- **REQUIREMENT 1**
In the Flyers prospects article, what did the Flyers trade to Nashville for the pick they used on Desnoyers?
- **REQUIREMENT 2**
Please resume the Flyers prospects article, picking up right after its final sentence.
** Opening SOURCE DOCUMENT block **
While his play has been fine overall, there’s still another level he can hit and truly become a game-changing force on a night-to-night basis. Time will tell if Foerster can hang in the NHL, but considering he just turned 21 in January, the organization seems in no rush to test that. They’ve got a lot of stock invested in his development, so a bit of extra time in the AHL isn’t a bad thing for the former first rounder.

Elliot Desnoyers

There’s a good chance that drafting Desnoyers may go down as one of Chuck Fletcher’s best moves as GM. The Flyers traded a pair of seventh round picks to Nashville for the 135th overall (fifth round) selection in 2020 to take Desnoyers, whose stock has been rising ever since.

During his rookie season at the professional level he has registered 20 goals and 38 points in 52 games with the Phantoms, both of which led the team, and has since been recalled by the Flyers, where even after just a few games, has seemingly earned the respect of head coach John Tortorella.

For a team that’s starved of center depth like the Flyers, Desnoyers developing into an NHL caliber forward is big. What kind of player he tops out at is the more interesting question right now. His two-way game has been solid in Lehigh Valley and his offensive production has come in rather under-the-radar in an effective but not very flashy way. He’s gotta prove he has a high ceiling in the NHL, but in the meantime, he seems like an ideal third line center with second line possibilities.
** Closing SOURCE DOCUMENT block **
** Opening EXCERPTED DATA block **
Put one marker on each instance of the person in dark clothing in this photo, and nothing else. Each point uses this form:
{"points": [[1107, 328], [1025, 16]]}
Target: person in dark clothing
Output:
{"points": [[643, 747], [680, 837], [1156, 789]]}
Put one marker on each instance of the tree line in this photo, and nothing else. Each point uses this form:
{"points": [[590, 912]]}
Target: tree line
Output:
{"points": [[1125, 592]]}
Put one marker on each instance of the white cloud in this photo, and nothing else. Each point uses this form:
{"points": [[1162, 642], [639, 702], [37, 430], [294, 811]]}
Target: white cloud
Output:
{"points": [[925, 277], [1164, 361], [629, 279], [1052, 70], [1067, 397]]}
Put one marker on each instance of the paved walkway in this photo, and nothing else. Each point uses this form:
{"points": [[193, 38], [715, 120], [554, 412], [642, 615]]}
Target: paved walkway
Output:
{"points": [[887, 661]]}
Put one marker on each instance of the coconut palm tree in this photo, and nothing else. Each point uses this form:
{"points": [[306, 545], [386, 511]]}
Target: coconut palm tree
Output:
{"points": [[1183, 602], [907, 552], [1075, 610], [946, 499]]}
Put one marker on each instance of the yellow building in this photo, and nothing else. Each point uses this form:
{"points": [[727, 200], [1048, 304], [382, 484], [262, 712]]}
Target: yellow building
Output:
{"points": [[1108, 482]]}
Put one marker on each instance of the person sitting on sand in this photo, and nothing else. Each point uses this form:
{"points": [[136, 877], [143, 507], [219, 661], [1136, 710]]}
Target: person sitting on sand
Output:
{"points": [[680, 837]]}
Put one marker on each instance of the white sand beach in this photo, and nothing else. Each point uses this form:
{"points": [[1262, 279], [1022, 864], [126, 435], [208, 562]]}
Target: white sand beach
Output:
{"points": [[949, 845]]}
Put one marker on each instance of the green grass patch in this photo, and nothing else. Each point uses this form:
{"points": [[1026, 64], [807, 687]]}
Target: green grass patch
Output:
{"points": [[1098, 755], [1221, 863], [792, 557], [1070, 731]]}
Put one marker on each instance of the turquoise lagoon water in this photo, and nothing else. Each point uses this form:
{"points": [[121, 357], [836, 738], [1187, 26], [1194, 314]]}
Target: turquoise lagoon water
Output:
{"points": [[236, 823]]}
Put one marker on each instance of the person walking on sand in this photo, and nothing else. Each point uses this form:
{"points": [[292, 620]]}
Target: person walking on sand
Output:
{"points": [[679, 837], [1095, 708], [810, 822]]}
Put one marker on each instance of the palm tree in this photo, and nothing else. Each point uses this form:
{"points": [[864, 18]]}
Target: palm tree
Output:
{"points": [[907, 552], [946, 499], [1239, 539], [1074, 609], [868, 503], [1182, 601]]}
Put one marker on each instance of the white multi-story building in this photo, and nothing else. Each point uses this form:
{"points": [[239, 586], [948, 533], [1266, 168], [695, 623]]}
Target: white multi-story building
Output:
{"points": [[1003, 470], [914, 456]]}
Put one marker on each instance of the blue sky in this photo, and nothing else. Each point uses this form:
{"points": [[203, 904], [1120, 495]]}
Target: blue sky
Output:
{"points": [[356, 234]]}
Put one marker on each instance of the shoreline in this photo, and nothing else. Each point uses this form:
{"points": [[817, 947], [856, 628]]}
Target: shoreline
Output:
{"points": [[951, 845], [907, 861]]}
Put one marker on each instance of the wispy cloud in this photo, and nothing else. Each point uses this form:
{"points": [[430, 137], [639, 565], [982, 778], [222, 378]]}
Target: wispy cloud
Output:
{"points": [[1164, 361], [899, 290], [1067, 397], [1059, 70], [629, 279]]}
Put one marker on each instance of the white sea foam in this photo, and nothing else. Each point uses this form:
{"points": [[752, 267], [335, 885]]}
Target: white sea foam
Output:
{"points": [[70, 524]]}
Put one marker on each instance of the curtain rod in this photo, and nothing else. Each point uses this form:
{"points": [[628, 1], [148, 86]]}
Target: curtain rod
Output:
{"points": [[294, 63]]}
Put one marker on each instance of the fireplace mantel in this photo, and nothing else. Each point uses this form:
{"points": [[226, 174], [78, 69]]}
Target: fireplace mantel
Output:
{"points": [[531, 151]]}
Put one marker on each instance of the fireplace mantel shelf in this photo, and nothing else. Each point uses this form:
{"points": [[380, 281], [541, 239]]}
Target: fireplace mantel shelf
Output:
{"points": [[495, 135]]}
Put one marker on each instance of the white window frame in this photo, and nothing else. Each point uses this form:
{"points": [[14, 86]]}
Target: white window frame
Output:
** Closing EXCERPTED DATA block **
- **EXPECTED ANSWER 1**
A pair of seventh round picks.

- **EXPECTED ANSWER 2**
Sam Ersson

Sam Ersson’s first full season in North America probably couldn’t have gone much better if he planned it. He has dominated in the AHL and has a 6-1-0 record during his brief time in the NHL. He made his debut last season, though only played in five games and completing three before a lower body injury and subsequent surgery forced him to miss the majority of the campaign. He’ll be tasked with leading the Phantoms to the playoffs this year as the backbone of their club, so unless an injury strikes, he probably won’t return to the NHL this season. Though if he enters training camp as hot as he’s ending this season, he could very well be the backup on opening night.

Ronnie Attard

Coming across offensive defensemen who are capable two-way players is few and far between in the NHL. The Flyers have tried and failed with a couple over the last handful of years, and 24-year-old Ronnie Attard is the next man up to attempt to fill that role.

Attard possess an incredible shot from the point, a big reason why he’s currently sixth in scoring in Lehigh with 25 points, though his defense is still kind of hit or miss despite taking massive steps forward in the AHL. His confidence has continued to grow throughout the season and it has led to a tangible uptick in his play.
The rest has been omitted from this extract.